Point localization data
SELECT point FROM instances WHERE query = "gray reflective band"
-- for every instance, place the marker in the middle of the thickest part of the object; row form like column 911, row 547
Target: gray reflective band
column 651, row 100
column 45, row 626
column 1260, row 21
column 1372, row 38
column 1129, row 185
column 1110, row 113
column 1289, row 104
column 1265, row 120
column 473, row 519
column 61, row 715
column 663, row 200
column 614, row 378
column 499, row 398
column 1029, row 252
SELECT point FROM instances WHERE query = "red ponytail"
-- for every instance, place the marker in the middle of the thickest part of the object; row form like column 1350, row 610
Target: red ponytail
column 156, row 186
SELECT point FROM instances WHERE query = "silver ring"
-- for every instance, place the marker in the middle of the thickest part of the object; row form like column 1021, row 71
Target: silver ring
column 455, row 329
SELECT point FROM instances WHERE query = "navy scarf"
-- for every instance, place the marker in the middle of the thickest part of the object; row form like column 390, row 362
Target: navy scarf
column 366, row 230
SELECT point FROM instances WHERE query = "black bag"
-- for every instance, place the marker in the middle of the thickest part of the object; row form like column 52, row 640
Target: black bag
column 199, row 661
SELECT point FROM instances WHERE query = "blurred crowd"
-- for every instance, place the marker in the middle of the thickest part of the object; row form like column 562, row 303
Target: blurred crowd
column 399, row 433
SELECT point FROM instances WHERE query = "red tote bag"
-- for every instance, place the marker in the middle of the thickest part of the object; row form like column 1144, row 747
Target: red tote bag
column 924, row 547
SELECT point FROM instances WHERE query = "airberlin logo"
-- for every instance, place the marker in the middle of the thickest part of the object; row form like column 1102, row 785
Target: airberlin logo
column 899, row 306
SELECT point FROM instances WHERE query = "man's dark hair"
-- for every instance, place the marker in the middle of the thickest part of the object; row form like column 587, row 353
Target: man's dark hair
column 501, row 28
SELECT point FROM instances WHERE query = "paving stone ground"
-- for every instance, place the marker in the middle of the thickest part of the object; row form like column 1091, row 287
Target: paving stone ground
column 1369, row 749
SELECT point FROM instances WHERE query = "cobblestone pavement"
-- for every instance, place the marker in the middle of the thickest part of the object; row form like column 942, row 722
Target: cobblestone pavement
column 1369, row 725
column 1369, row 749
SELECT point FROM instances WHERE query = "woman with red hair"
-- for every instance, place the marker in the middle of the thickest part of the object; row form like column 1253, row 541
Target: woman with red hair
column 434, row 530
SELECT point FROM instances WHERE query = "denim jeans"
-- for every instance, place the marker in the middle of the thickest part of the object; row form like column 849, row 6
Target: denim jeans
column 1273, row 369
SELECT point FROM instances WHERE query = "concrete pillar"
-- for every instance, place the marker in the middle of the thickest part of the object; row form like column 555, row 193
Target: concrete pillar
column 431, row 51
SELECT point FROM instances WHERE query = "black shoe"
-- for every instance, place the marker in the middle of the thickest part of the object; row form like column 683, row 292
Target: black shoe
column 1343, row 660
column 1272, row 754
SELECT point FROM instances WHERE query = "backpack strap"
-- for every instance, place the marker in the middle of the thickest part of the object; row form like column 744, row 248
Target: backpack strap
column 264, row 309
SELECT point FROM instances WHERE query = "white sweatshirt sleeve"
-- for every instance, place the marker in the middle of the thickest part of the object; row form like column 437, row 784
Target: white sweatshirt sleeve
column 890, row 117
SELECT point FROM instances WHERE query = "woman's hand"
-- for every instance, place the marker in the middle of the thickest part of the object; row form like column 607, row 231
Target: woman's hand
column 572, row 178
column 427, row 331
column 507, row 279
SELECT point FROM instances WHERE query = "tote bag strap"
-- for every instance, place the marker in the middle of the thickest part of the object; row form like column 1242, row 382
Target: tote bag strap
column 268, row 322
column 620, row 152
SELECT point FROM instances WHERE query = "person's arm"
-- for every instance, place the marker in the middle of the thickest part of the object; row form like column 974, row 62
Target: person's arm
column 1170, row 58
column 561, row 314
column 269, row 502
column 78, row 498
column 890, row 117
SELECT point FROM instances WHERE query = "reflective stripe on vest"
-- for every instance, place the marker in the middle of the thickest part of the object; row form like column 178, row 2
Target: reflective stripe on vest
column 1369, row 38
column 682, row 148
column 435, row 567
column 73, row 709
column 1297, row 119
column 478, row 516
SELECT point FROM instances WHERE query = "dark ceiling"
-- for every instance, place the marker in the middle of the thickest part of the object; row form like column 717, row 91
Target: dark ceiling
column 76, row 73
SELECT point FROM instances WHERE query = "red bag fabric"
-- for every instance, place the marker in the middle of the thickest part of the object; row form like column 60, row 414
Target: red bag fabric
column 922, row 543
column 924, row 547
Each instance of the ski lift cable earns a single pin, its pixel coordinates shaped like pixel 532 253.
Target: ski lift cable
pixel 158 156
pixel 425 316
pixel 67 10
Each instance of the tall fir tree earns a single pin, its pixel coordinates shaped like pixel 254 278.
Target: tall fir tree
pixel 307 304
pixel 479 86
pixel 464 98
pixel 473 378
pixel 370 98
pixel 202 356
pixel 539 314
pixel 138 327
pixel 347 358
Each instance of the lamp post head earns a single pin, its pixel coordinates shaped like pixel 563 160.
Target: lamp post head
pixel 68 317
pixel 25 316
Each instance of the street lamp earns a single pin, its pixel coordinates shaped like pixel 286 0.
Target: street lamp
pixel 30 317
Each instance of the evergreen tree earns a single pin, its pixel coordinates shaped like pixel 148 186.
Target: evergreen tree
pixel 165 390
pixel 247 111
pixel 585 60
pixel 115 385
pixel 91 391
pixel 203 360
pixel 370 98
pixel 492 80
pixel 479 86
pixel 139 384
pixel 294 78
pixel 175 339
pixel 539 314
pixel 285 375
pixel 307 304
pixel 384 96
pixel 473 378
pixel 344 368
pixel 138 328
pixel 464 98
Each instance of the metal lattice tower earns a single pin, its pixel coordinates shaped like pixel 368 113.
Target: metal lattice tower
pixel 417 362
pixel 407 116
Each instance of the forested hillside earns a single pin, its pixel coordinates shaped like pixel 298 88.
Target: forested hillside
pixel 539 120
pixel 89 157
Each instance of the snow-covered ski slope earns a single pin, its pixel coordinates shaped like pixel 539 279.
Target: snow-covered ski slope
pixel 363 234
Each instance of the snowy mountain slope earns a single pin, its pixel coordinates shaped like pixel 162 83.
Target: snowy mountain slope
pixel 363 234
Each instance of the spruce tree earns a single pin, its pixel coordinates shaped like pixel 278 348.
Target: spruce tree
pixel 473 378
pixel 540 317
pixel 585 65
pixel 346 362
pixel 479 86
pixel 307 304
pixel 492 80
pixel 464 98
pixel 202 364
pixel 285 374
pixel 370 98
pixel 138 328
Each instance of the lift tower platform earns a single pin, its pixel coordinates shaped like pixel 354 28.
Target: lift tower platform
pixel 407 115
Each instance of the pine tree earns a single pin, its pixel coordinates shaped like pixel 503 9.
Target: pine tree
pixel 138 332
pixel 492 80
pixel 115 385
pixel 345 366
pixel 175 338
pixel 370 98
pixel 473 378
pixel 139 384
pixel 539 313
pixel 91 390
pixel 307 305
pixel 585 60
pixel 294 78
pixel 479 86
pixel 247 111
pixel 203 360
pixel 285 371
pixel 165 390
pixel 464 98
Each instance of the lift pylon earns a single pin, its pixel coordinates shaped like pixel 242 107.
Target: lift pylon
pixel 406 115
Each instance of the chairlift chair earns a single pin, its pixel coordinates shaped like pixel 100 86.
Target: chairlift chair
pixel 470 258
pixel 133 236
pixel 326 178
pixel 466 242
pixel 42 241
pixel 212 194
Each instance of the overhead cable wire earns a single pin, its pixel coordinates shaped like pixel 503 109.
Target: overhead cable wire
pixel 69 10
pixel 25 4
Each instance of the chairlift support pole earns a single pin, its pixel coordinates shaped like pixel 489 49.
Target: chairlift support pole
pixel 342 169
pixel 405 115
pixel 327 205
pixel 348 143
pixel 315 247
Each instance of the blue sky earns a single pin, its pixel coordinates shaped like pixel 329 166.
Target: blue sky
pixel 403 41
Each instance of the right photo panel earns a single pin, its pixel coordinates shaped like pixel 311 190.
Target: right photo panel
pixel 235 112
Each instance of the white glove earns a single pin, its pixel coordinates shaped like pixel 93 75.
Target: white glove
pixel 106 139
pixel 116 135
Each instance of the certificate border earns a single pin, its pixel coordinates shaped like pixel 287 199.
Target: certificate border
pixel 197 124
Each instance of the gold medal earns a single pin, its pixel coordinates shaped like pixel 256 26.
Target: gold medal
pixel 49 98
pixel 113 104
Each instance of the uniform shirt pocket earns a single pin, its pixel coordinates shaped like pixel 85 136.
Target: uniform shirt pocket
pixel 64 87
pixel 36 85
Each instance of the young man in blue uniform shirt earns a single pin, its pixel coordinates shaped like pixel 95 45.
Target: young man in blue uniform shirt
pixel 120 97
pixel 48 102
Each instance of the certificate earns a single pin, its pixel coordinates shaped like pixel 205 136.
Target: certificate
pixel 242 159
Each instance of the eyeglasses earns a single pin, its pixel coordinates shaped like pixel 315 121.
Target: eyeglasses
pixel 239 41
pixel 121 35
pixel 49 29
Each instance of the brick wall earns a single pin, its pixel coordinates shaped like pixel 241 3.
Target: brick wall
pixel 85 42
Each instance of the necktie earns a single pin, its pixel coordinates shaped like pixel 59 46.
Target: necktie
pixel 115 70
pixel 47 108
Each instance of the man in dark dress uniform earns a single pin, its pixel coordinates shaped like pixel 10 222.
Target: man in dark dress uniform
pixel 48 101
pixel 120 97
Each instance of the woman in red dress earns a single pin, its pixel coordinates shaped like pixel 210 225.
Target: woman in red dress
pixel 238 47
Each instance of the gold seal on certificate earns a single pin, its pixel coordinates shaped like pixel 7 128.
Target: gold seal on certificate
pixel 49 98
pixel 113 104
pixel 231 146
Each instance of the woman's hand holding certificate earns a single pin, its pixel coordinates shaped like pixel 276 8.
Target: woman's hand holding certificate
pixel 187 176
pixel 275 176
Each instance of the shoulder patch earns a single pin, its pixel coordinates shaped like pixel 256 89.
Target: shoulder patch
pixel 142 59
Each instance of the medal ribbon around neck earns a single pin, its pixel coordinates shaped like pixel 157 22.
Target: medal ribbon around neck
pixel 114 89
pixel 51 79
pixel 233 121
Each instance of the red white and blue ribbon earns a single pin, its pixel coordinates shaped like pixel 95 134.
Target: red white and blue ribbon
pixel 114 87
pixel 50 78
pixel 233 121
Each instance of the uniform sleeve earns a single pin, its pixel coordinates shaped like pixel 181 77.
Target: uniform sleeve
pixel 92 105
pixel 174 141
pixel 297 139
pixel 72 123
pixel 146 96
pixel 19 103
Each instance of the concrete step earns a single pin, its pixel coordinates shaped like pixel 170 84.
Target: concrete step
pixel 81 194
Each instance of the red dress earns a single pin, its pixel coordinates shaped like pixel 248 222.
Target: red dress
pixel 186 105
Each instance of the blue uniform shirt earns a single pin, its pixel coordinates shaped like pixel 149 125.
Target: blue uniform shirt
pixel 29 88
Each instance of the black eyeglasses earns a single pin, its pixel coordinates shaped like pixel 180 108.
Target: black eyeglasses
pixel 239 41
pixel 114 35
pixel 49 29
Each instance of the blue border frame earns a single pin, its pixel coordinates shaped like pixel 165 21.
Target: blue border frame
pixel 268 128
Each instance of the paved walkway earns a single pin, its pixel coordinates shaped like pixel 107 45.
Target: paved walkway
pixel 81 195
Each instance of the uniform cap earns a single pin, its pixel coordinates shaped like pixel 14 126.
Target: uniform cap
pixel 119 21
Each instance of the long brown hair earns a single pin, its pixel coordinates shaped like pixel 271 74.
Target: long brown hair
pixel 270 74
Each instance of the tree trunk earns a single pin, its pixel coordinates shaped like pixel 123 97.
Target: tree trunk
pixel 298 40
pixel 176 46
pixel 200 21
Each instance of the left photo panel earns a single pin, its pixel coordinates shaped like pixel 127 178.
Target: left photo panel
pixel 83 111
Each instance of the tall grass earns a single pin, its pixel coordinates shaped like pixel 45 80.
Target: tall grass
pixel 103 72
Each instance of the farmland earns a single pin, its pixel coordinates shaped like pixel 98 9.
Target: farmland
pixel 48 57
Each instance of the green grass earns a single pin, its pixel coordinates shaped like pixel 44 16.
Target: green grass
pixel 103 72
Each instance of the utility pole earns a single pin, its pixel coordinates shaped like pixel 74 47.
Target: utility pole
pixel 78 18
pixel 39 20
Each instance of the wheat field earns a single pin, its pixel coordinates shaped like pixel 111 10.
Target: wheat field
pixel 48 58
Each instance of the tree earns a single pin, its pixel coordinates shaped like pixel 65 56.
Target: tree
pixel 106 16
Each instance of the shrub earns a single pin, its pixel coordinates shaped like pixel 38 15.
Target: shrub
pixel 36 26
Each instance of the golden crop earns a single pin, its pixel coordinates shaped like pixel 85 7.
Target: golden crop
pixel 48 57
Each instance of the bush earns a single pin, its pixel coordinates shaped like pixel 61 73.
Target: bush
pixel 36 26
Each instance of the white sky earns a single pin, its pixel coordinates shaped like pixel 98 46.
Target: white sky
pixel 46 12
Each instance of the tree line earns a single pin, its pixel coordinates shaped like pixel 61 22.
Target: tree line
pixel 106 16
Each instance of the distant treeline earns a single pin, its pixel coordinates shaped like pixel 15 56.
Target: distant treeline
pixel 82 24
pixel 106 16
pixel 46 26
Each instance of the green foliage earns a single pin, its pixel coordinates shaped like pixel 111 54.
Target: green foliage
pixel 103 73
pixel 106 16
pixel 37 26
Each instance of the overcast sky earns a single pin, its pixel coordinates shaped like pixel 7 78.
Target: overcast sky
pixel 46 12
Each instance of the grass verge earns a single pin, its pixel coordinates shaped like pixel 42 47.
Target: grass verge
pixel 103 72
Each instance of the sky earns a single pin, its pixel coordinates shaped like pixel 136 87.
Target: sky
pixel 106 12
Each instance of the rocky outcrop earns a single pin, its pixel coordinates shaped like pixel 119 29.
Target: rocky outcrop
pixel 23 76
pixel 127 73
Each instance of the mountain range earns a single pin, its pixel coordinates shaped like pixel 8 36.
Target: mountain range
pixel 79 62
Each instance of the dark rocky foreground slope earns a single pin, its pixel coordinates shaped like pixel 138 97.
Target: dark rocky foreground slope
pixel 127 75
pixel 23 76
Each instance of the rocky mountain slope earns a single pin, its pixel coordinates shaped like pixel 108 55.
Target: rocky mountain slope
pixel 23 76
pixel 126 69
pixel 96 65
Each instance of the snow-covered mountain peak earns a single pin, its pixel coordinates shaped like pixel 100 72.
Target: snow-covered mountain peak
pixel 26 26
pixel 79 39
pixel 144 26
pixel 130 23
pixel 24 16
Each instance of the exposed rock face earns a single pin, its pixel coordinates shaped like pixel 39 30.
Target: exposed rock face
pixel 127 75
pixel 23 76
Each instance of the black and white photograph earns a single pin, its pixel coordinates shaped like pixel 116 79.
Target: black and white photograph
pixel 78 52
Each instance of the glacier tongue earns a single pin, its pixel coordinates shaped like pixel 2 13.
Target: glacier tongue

Problem statement: What is needed is an exact copy of the lines from the one containing "Target: rocky mountain slope" to the end of the data; please add nothing else.

Answer below:
Target: rocky mountain slope
pixel 23 76
pixel 126 69
pixel 96 65
Each instance of the snow-covered mountain peak earns a single pin, its pixel coordinates shaped like pixel 100 72.
Target: snow-covered mountain peak
pixel 26 26
pixel 79 39
pixel 144 26
pixel 130 23
pixel 24 16
Each instance of the exposed rock face earns a single pin, its pixel coordinates shaped like pixel 39 30.
Target: exposed rock face
pixel 127 75
pixel 23 76
Each instance of the black and white photograph earns a single pin, its pixel coordinates shaped like pixel 116 79.
Target: black and white photograph
pixel 78 52
Each instance of the glacier tongue earns a single pin, its pixel coordinates shaped like pixel 2 13.
Target: glacier tongue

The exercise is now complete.